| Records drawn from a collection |

§

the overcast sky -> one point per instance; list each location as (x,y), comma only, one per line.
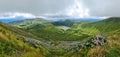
(74,8)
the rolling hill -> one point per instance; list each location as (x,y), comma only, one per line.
(41,38)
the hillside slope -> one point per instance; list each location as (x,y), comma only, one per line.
(12,43)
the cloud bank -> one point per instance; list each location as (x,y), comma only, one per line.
(72,8)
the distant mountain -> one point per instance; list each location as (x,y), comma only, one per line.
(76,19)
(7,20)
(15,42)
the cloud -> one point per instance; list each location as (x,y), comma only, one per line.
(73,8)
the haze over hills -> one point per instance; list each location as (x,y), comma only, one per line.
(39,37)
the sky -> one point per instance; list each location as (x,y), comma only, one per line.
(69,8)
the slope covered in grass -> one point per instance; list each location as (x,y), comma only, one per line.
(12,44)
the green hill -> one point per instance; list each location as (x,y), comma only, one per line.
(110,27)
(12,43)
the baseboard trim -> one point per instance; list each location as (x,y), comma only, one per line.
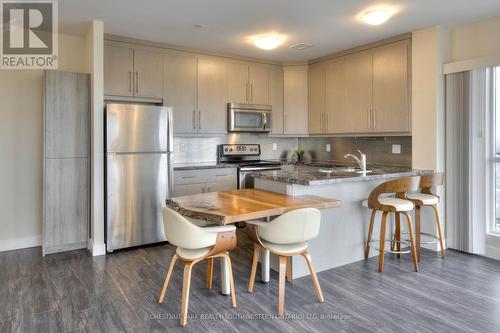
(20,243)
(96,249)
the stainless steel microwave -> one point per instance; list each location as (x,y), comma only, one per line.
(249,117)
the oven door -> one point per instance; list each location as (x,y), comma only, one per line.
(246,120)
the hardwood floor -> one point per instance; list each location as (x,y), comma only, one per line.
(119,293)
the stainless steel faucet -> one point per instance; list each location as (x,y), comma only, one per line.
(361,161)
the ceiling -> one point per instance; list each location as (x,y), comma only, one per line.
(330,25)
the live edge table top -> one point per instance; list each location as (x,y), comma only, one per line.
(241,205)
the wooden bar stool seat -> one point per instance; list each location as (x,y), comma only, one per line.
(390,197)
(286,236)
(427,199)
(195,244)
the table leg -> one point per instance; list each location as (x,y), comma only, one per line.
(224,277)
(264,264)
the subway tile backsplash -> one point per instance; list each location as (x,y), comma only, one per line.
(377,149)
(204,149)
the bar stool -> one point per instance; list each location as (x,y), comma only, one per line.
(286,236)
(195,244)
(397,204)
(427,199)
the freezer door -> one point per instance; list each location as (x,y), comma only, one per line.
(138,128)
(137,186)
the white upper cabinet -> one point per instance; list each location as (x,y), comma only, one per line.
(180,73)
(276,98)
(366,92)
(258,78)
(130,72)
(317,89)
(212,96)
(148,74)
(238,86)
(118,71)
(295,99)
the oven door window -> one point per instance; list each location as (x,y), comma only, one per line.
(248,120)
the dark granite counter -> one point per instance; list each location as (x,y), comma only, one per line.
(325,174)
(201,165)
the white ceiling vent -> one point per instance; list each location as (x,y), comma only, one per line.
(300,46)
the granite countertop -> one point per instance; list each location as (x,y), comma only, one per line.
(313,174)
(201,165)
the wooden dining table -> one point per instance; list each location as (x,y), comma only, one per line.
(233,206)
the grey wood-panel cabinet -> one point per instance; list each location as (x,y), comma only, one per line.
(180,91)
(66,204)
(66,115)
(66,167)
(132,72)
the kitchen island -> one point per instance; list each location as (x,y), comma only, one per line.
(343,230)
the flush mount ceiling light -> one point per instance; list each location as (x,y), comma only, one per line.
(267,42)
(376,16)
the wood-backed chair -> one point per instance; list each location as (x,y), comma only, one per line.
(286,236)
(397,204)
(427,199)
(195,244)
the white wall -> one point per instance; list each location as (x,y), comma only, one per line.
(474,40)
(21,146)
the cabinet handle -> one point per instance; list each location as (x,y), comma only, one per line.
(137,82)
(194,120)
(129,81)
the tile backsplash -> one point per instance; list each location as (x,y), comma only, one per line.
(377,149)
(204,149)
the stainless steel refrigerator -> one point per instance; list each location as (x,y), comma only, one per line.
(139,173)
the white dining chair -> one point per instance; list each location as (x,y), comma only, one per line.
(286,236)
(194,244)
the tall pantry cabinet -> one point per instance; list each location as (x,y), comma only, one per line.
(65,161)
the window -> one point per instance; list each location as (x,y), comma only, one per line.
(496,145)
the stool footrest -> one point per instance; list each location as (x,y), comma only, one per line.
(374,244)
(435,239)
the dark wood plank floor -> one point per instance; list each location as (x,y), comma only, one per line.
(73,292)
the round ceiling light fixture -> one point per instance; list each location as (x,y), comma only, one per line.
(267,42)
(375,16)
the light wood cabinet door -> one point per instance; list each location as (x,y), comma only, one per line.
(238,87)
(317,89)
(258,77)
(295,99)
(118,71)
(349,93)
(212,96)
(391,109)
(276,98)
(180,91)
(148,74)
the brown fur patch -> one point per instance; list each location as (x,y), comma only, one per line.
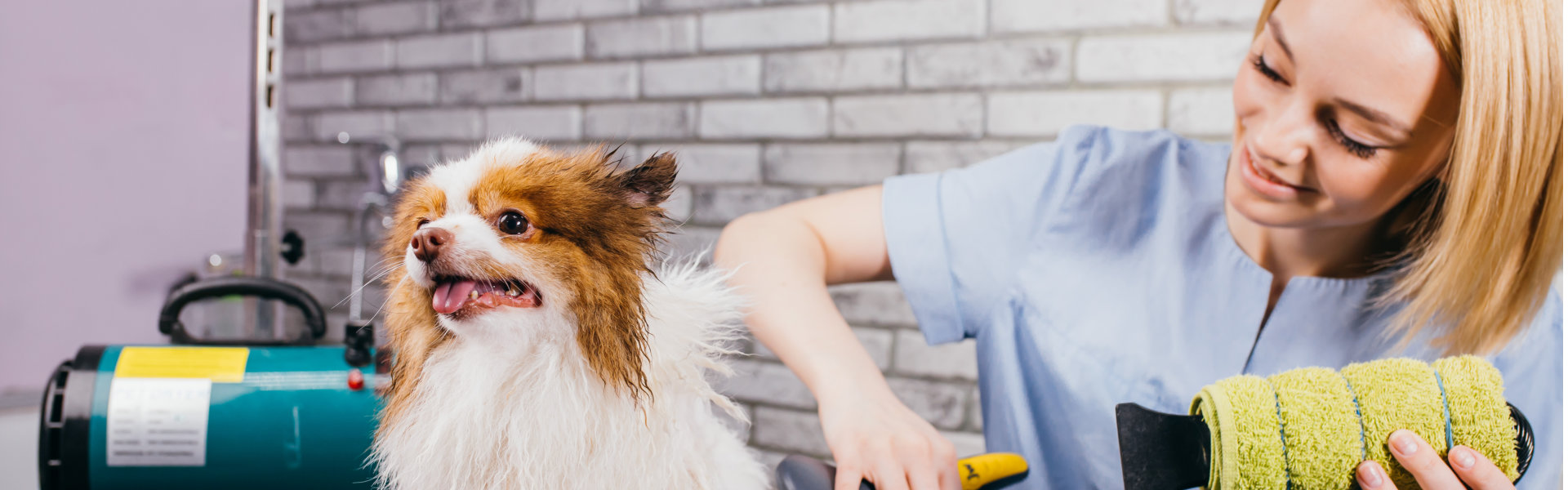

§

| Directive |
How many lines of the material above contain the string "floor"? Reply with the number alone.

| Complete answer |
2